● YOUR INSTRUCTIONS
In the data below, find the line that contains "Target: tree" and the line that contains "Target: pedestrian". Copy both, plus every line between them, exactly.

● DATA SUPPLIED
■ ■ ■ ■ ■

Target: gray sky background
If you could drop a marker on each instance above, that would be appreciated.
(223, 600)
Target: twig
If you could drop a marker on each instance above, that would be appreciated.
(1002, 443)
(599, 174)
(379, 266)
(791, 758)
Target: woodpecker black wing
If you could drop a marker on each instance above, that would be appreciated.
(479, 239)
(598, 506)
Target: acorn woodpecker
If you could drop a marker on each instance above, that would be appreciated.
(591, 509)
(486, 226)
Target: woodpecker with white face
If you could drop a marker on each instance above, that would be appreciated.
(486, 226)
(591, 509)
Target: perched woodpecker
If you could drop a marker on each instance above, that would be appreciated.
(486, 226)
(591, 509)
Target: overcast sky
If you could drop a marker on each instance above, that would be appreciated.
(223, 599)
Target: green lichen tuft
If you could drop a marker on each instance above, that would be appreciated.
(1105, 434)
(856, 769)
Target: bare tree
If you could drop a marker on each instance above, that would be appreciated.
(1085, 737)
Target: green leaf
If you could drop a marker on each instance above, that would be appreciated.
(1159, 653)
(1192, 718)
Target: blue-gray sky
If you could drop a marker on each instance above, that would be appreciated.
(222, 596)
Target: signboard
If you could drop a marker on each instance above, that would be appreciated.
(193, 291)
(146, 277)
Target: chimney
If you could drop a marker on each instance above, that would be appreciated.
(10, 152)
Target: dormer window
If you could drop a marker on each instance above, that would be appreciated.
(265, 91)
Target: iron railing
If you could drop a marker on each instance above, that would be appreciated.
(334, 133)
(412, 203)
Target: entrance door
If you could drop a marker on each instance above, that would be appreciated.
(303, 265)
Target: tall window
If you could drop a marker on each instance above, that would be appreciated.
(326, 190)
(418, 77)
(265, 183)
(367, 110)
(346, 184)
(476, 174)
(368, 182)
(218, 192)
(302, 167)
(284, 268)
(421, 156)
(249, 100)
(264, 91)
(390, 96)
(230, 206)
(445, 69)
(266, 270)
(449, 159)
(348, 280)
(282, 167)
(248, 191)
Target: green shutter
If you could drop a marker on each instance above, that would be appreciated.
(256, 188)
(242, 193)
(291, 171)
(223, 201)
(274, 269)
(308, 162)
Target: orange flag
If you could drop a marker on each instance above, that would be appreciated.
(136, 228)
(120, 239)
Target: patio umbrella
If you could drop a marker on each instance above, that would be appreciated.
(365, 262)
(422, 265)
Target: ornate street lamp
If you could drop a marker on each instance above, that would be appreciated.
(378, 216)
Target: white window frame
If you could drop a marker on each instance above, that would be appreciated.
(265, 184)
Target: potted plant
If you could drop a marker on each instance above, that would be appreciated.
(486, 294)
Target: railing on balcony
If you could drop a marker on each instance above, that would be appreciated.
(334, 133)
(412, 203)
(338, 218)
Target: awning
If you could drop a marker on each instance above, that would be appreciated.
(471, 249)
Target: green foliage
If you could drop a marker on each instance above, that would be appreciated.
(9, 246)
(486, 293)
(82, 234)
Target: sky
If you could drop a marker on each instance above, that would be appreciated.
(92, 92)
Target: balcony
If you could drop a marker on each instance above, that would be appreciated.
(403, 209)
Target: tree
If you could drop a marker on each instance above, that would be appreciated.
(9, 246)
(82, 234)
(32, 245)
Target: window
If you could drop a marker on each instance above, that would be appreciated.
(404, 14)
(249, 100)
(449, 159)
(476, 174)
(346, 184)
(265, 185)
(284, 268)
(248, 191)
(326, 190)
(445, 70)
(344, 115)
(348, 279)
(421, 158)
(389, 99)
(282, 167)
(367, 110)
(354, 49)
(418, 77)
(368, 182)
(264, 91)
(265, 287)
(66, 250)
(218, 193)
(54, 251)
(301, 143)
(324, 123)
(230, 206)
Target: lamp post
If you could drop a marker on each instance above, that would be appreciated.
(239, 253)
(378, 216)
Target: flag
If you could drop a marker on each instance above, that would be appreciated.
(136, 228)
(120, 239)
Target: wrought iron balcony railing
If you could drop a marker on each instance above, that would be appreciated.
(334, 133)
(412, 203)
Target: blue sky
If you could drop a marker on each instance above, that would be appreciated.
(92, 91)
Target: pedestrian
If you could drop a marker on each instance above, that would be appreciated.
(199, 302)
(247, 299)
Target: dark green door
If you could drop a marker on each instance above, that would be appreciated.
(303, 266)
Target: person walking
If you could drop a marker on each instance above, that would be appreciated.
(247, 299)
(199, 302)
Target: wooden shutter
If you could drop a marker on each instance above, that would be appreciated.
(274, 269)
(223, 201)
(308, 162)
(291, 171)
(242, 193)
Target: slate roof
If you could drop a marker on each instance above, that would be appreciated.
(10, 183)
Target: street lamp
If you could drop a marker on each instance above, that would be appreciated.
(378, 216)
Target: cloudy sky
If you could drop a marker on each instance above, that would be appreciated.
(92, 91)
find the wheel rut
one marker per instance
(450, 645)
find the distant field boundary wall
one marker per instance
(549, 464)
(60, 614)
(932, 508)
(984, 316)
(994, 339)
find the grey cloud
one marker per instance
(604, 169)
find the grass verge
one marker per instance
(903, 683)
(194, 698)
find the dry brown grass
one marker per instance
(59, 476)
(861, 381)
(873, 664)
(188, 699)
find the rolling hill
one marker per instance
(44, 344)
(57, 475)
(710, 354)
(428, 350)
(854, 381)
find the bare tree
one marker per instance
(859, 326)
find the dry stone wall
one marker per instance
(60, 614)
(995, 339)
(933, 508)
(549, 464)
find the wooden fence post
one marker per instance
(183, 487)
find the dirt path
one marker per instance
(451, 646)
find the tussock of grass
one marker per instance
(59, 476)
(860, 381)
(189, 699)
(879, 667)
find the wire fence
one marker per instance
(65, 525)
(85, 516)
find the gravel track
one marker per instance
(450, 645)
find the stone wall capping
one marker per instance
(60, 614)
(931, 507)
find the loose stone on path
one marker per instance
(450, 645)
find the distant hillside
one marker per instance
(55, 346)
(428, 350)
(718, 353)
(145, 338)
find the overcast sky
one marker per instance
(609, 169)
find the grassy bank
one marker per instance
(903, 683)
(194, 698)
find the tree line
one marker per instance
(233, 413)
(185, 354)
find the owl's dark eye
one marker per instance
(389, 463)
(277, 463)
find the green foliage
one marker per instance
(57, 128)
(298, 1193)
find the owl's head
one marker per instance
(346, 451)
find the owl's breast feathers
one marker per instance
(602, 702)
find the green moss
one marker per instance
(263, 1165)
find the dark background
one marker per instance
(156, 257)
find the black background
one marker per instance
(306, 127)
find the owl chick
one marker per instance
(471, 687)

■ ■ ■ ■ ■

● EXERCISE OUTPUT
Target: tree
If you could drop a marker on each instance above, that would be appreciated.
(9, 246)
(82, 234)
(32, 245)
Target: window
If you could drop a marker on each instance above, that would be appreciated.
(404, 14)
(249, 100)
(449, 159)
(476, 174)
(346, 184)
(265, 185)
(284, 268)
(248, 191)
(326, 190)
(445, 70)
(344, 115)
(348, 279)
(421, 158)
(389, 99)
(282, 167)
(367, 110)
(354, 49)
(418, 77)
(368, 182)
(264, 91)
(265, 287)
(66, 250)
(218, 193)
(54, 251)
(301, 143)
(324, 123)
(230, 206)
Target: lamp post
If you could drop a marker on each instance above, that would be appreciated.
(239, 253)
(378, 216)
Target: flag
If you could drop a marker on each instance above, that would be appreciated.
(136, 228)
(120, 239)
Target: wrought iron balcony railing
If you could drop a marker on each instance above, that would be appreciated.
(334, 133)
(412, 203)
Target: blue sky
If you could drop a marker on each instance above, that would be appreciated.
(92, 91)
Target: pedestrian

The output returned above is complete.